# [Supplied material]
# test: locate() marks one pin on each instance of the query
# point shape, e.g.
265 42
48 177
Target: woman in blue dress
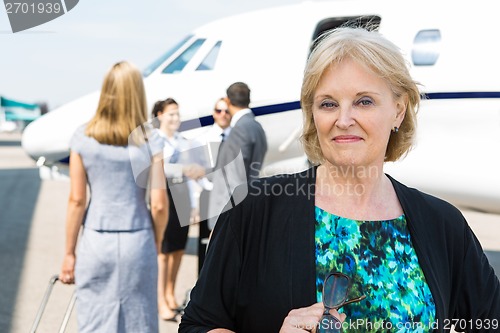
119 158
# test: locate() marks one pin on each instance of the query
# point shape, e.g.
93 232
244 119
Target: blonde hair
384 58
122 106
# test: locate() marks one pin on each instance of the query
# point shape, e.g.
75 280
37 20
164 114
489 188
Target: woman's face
169 118
354 111
221 114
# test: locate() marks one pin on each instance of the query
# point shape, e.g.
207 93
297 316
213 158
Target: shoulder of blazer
428 214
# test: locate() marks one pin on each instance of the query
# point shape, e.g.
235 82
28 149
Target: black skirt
176 233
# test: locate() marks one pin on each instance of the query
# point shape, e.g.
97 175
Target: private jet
449 45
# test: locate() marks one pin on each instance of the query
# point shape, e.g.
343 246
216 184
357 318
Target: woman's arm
159 201
74 218
478 303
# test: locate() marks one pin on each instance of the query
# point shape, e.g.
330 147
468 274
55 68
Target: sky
66 58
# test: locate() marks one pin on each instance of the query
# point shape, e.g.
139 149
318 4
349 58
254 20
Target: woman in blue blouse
412 255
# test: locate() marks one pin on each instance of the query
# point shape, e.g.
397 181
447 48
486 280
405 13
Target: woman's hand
307 319
67 275
193 171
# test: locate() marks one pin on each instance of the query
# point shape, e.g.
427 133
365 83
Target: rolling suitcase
45 299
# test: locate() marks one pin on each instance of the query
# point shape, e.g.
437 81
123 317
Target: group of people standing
147 183
318 258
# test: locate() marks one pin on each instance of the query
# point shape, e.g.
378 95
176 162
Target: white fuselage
457 149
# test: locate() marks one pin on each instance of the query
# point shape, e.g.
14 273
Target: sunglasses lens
329 324
335 290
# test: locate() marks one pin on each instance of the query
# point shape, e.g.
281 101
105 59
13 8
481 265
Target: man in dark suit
241 153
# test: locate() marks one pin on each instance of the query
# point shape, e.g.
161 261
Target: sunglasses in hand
335 290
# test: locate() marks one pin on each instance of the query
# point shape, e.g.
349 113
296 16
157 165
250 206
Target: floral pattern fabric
379 258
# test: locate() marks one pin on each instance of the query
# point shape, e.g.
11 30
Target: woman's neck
358 192
168 132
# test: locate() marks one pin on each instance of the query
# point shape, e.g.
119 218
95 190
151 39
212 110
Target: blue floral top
379 258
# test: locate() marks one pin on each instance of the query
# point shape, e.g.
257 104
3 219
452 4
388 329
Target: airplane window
181 61
208 63
426 47
151 68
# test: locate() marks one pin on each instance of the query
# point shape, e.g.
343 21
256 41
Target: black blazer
261 263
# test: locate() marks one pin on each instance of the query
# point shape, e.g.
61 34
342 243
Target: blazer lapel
303 263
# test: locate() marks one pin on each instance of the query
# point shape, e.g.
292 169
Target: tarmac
32 224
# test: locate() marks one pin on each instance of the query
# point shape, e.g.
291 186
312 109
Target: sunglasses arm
354 300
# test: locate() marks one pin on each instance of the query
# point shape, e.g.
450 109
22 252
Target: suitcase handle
45 300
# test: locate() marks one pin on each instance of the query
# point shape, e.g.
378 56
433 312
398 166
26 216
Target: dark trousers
204 231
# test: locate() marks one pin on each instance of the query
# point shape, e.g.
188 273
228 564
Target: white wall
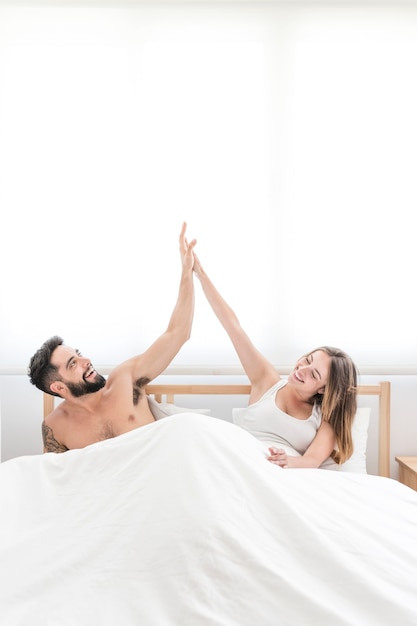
283 133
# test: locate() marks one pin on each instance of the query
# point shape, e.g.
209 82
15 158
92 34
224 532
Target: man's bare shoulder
50 431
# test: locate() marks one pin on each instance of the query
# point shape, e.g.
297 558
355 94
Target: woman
305 420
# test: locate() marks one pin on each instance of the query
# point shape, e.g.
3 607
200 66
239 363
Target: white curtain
285 135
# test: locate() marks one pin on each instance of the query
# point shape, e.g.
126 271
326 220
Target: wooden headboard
167 393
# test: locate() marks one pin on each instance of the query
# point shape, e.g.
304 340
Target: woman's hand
278 456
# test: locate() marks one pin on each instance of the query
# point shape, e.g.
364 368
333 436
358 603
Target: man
93 408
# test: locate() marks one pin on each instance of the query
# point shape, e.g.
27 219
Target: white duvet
184 523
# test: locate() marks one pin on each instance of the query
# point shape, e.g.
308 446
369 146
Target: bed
184 522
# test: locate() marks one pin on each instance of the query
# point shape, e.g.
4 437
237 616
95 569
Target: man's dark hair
40 371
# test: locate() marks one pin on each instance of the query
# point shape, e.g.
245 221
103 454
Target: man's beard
81 389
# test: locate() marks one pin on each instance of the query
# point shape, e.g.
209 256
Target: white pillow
357 462
163 409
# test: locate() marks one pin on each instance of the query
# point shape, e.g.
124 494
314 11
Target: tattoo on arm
137 388
50 444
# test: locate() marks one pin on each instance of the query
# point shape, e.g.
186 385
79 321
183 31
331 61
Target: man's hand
186 250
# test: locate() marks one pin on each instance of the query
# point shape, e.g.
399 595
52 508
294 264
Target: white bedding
184 523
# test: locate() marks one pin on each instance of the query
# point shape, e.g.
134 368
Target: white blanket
185 523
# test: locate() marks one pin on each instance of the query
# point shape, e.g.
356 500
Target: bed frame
167 393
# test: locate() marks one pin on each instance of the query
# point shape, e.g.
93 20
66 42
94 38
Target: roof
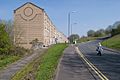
28 3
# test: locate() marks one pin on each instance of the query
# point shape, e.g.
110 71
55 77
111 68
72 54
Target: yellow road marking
102 76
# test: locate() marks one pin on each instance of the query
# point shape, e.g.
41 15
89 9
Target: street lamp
72 26
69 17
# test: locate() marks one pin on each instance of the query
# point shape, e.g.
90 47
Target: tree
90 33
73 37
5 43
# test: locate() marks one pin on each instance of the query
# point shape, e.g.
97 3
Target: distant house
32 22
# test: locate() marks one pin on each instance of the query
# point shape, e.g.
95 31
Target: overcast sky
90 14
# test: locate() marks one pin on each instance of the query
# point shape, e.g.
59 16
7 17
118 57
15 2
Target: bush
5 43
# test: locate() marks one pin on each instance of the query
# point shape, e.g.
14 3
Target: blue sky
90 14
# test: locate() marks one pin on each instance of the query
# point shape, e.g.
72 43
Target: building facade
32 22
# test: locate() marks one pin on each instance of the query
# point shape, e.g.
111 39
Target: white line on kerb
102 76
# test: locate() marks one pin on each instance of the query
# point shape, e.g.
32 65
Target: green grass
85 39
30 67
49 62
7 59
113 42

# [Do this]
Reproduce the whole listing exactly, but not the images in it.

# [Result of the task]
# test: locate() marks one pin on each instance of the query
# point shape, e.g.
265 42
48 177
Target: woman in blue dress
119 158
# test: locate() marks one pin on each instance of the query
# point shape, e.g.
93 232
244 119
Target: blonde hair
384 58
122 106
# test: locate() marks one pin on each instance of the query
# point shape, e.g.
75 280
37 20
164 114
489 188
Target: woman's face
169 118
354 111
221 114
# test: locate() marks one pin on each instance of the query
# point shape, e.g.
207 93
297 316
213 158
Target: shoulder of blazer
428 214
# test: locate() marks one pin on each instance of the query
# point shape, e.g.
235 82
28 149
Target: black skirt
176 233
# test: locate() marks one pin on each instance of the query
# point shape, e.g.
97 175
Target: private jet
449 45
# test: locate() marks one pin on each instance of the query
# point shape, e.g.
343 246
216 184
357 318
Target: woman's arm
159 201
74 218
478 303
# test: locate() marks one pin on each instance of the query
# point shape, e.g.
330 147
468 274
55 68
Target: sky
66 58
# test: locate() marks one pin on each instance of the query
# point shape, e.g.
139 149
318 4
349 58
254 20
Target: woman in blue blouse
412 255
# test: locate() marks one pin on each instance of the query
# point shape, e.g.
397 181
447 48
486 280
405 13
Target: woman's hand
307 319
67 275
193 171
# test: locate() marks one pin on each instance of the query
# point shape, e.g.
427 133
365 83
Target: rolling suitcase
45 299
# test: locate() marks one pin on each instance of the query
# point shape, e.g.
437 81
123 317
Target: group of people standing
147 183
318 258
# test: locate() marks one pin on each instance of the query
# point shape, e.g.
378 95
176 162
Target: white fuselage
457 149
# test: locate() marks one pin on each instance of the query
# point shape, e.g.
14 273
Target: sunglasses lens
329 324
335 290
# test: locate() marks one pin on each instance of the query
# point shape, e.g.
281 101
105 59
13 8
481 265
Target: man in dark suit
241 153
# test: locate() marks one pin on each instance of the query
# point shape, e.g.
161 261
Target: sunglasses in hand
335 290
# test: locate() marks one pin on each instance of the query
# point shape, e.g.
349 113
296 16
157 165
250 206
Target: floral pattern fabric
379 258
# test: locate() marks one pin on each instance of the query
# point shape, e.g.
11 30
Target: woman's neck
358 192
168 132
# test: locate() marks one pin on each instance of the query
# point shape, e.g.
119 218
95 190
151 39
212 110
Target: blue floral top
379 258
# test: locate() marks one pin on each instance of the query
# point shape, e.g.
257 104
3 219
452 4
388 329
Target: airplane window
181 61
208 63
426 47
151 68
# test: locate() marks one pin on each instance of the query
# point shape, e.g.
343 21
256 41
Target: black blazer
261 263
# test: locate() marks one pin on each instance of the query
# point shape, e.g.
61 34
342 243
Target: blazer lapel
303 263
# test: locate() marks one pin on each instance of the query
# point shape, e.g.
292 169
Target: tarmac
32 224
# test: locate() marks one pin on each instance of the query
# point shape, e.g.
291 186
312 109
Target: sunglasses arm
354 300
# test: locate() marks one pin on each instance of the query
# point shape, e.g.
450 109
22 252
Target: suitcase handle
45 300
# test: locate() marks one pin on each instance of the query
# point shape, e.g.
378 56
433 312
398 166
26 216
Target: dark trousers
204 231
# test: locate() marks one pin on each instance of the query
# point shape, e.g.
188 273
228 564
Target: white wall
283 133
# test: locate() marks one pin on each instance of the query
# point shape, e.g.
209 82
15 158
92 34
224 532
Target: man's bare shoulder
50 431
# test: locate() marks one pin on each instance of the query
# point shape, e.g.
297 558
355 94
Target: woman
305 420
# test: locate() marks one pin on each instance of the query
# point shape, e.g.
3 607
200 66
239 363
Target: white curtain
285 135
# test: locate() marks one pin on each instance of the query
# point shape, e.g.
126 271
326 220
Target: wooden headboard
167 393
# test: locate() marks one pin on each instance of the query
# point shape, e.g.
304 340
Target: woman's hand
278 456
# test: locate() marks one pin on each instance of the query
# point shape, e.g.
364 368
333 436
358 603
Target: man
93 408
# test: locate() marks one pin on each instance of the query
# point shape, e.g.
27 219
Target: white duvet
184 523
# test: locate() marks one pin on each instance of the query
# point shape, e.g.
308 446
369 146
Target: bed
184 522
# test: locate() marks one pin on each instance of the query
# point shape, e.g.
4 437
237 616
95 569
Target: man's dark hair
40 371
# test: locate() marks one pin on each instance of the query
# point shape, e.g.
245 221
103 454
Target: man's beard
81 389
# test: locate() marks one pin on each instance of the query
# point shape, e.g.
209 256
Target: white pillow
357 462
163 409
# test: locate() marks one pin on each instance of the query
# point shape, e.g.
124 494
314 11
Target: tattoo on arm
137 388
50 444
# test: locate() marks one pin on each instance of the query
# point shape, e.g.
186 385
79 321
183 31
331 61
Target: man's hand
186 250
# test: locate() marks one pin on each instance of the query
# point shape, e.g.
399 595
52 508
294 264
Target: white bedding
184 523
# test: locate() marks one pin on each instance of the query
# point shape, e.g.
134 368
Target: white blanket
185 523
# test: locate() marks one pin on each instance of the query
# point shape, e.g.
356 500
Target: bed frame
167 393
# test: locate() marks one pin on each instance of the query
# point shape, e.g.
93 20
66 42
94 38
Target: roof
28 3
# test: locate() marks one pin on each instance of the query
# point shape, e.g.
110 71
55 77
111 68
72 54
Target: yellow road marking
102 76
# test: locate() marks one pin on each instance of the query
# point shape, e.g.
41 15
89 9
Target: street lamp
72 26
69 17
# test: locate() marks one pin on each instance of the query
# point shape, e.g.
90 47
Target: tree
90 33
73 37
5 43
# test: locate() marks one pin on each instance of the query
# point shape, e.g.
97 3
Target: distant house
32 22
# test: locate() marks one pin on each instance of the query
# point shape, e.g.
95 31
Target: overcast sky
90 14
# test: locate() marks one pin on each instance of the query
# point shape, e.g.
59 16
7 17
118 57
15 2
Target: bush
5 43
# test: locate() marks one pin on each instance of the query
# point shape, e.g.
14 3
Target: blue sky
90 14
# test: locate() marks one pin on each instance of the query
# point shape, e.g.
72 43
Target: building facade
32 22
# test: locate() marks one pin on each instance of the query
# point shape, e.g.
111 39
Target: white line on kerb
102 76
# test: locate() marks one pin on each instance of the query
# point shape, e.g.
32 65
Target: green grass
85 39
30 67
49 62
7 59
113 42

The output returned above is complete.